● **SOURCE TEXT**
Over the past two weeks my reference librarian, Rachel, and I have been talking a lot about library instruction. Last week I observed her teach two classes, and this week she observed me teach two classes. All the classes were the general English composition course, English 015. Her teaching had not been observed by a librarian. After teaching her first session Rachel was eager to get my feedback. It was funny because suddenly I was the one being put on the spot! It was great how enthusiastic she was for my feedback. It was a rewarding piece of my new job I had not thought about.
With regard to content covered, she'd mentioned several times before my observation and then after how she felt a little pressured to cover as much about the library as possible. Reading this post today reminded me a bit of that part of our conversation. I completely understand where my reference librarian and other librarians are coming from. I've been there. Earlier in my career I felt like I had to tell people as much about the library as possible. This was my one and only chance to wow them with why the library was so awesome that they would keep coming back. Information overload and point of need? Totally lost on me, and frankly on many of us providing library instruction during that time. Fortunately several somethings happened. I attended a series of teaching workshops on campus, I participated in ACRL Immersion, and I built up a clientele of repeat faculty to work with on fine-tuning my lesson planning. I decided to try different things. Oh, and I took my ego out of it and reconceptualized my worth to the class in a different way. By this mean I mean I stopped worrying if students were playing solitaire/completing online tax forms/sleeping and focused on being a guest faculty member as a regular component of the course well versed in their assignment and offering thoughtful strategies. My value and the libraries' value would be evident.

● **INFORMATION SHOWN**
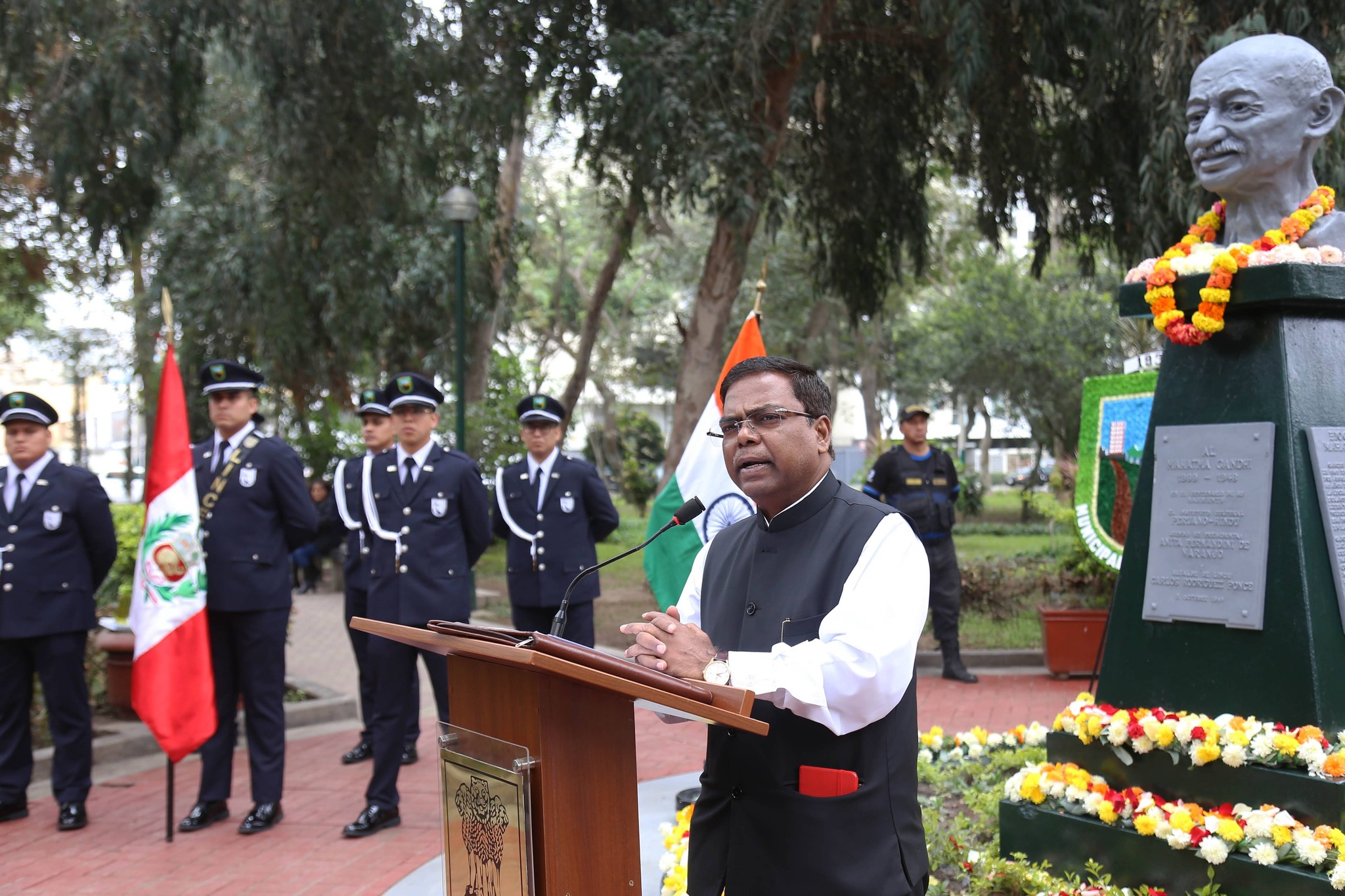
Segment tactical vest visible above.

--

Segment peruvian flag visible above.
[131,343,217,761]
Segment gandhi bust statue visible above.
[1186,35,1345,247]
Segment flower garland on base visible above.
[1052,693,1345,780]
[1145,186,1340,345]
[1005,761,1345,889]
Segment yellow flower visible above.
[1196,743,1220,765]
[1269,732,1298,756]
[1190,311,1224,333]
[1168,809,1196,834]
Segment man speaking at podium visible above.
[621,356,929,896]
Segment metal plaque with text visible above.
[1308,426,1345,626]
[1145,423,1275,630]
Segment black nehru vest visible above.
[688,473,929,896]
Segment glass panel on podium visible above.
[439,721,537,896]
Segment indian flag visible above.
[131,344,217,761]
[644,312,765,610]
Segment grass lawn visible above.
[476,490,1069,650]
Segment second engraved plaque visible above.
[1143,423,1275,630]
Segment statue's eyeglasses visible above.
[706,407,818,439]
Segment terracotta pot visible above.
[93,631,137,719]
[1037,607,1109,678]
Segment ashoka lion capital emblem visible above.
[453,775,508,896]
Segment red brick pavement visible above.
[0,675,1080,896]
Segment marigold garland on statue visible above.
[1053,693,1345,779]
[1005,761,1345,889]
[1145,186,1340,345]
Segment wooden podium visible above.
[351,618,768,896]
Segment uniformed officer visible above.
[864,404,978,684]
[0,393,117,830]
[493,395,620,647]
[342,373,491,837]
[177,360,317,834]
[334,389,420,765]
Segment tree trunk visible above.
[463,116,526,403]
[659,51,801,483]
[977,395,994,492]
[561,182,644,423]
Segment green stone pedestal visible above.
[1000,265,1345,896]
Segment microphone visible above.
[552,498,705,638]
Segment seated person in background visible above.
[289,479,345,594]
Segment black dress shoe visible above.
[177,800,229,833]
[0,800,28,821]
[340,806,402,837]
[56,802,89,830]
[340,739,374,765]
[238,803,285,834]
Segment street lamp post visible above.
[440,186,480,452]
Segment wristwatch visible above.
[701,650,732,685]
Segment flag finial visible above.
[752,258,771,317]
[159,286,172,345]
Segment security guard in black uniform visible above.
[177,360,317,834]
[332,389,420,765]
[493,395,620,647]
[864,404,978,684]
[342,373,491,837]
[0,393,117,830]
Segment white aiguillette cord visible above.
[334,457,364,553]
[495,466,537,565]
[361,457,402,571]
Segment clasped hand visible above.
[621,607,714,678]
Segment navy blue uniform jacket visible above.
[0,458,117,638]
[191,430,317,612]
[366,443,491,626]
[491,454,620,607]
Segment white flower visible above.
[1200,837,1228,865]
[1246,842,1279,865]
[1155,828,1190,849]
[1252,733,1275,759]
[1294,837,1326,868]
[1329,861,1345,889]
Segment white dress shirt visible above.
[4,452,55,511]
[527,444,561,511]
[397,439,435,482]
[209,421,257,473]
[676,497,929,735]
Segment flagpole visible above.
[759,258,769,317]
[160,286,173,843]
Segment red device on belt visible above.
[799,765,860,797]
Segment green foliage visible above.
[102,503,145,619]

* * *

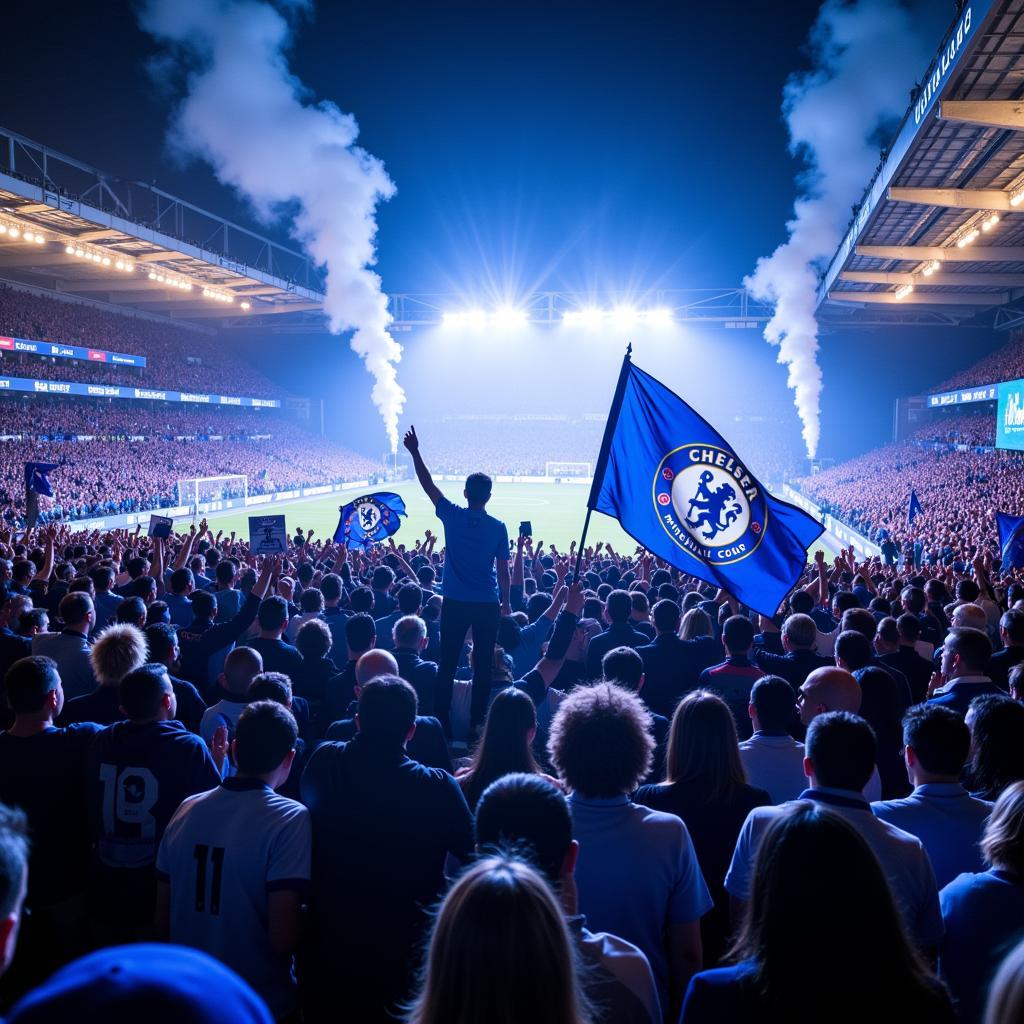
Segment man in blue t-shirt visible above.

● **PROBLEMS TO SOLVE**
- A) In the library instruction post, take the passage starting with "Over the past" and going on through "not thought about.", and swap "classes" for "sessions".
- B) Condense the paragraph of the library instruction post that begins "With regard to content covered" into a shorter version that keeps its main facts.
- C) Continue the library instruction post from its final sentence.
The material is separate from the library instruction post.

● **EXERCISE ANSWERS**
- A)
Over the past two weeks my reference librarian, Rachel, and I have been talking a lot about library instruction. Last week I observed her teach two sessions, and this week she observed me teach two sessions. All the sessions were the general English composition course, English 015. Her teaching had not been observed by a librarian. After teaching her first session Rachel was eager to get my feedback. It was funny because suddenly I was the one being put on the spot! It was great how enthusiastic she was for my feedback. It was a rewarding piece of my new job I had not thought about.

- B) Before and after my observation, my reference librarian said she felt pressured to cover as much about the library as possible, and a post I read today brought that conversation back to mind. I understand the feeling. Early in my career, I also tried to tell people everything and treated each session as my one chance to win them over. I gave no thought to information overload or point of need. That changed after I attended campus teaching workshops, took part in ACRL Immersion, and refined my lesson plans with repeat faculty. I tried new approaches and set my ego aside. Instead of worrying whether students were distracted, I focused on being a guest faculty member who knew their assignment and offered thoughtful strategies, trusting that my value and the library's would be evident.

- C)
Rachel was really interested in how I actually taught based on our conversations. I found that after she observed my first class I too was interested in feedback. She pointed out a number of things I do that she liked. Funny thing is they're so automatic now after 13 years of teaching I don't necessarily realize I'm doing them. One thing she mentioned was how much she liked my use of the word "we" when brainstorming or doing sample searches. To her this meant I emphasize that the students must take an active role in the research process and have responsibility for developing the topic, identifying the resources, and evaluating the information. The way I accomplish this is probably very different, but it's information literacy. I think I'm in line with the blog post mentioned earlier.
She also asked a great question about how I tell users to get to a few of our resources. Our redesigned website launched shortly before this semester began and I honestly was not sure how I would teach classes in this new look. Before observing her class I told her I was very interested in how she was going to teach from the site because I was not sure where to begin. Between the two instruction sessions my approach to getting to our online catalog changed. I guess that I learned and adjusted quickly between the two classes how I wanted to teach from our site. We agreed after talking it though that the reason I accessed the catalog in the way I did was driven by the goals of the assignment. It took me a while to articulate that, but after talking it through it made sense to both of us why I did it.
I have an awesome job.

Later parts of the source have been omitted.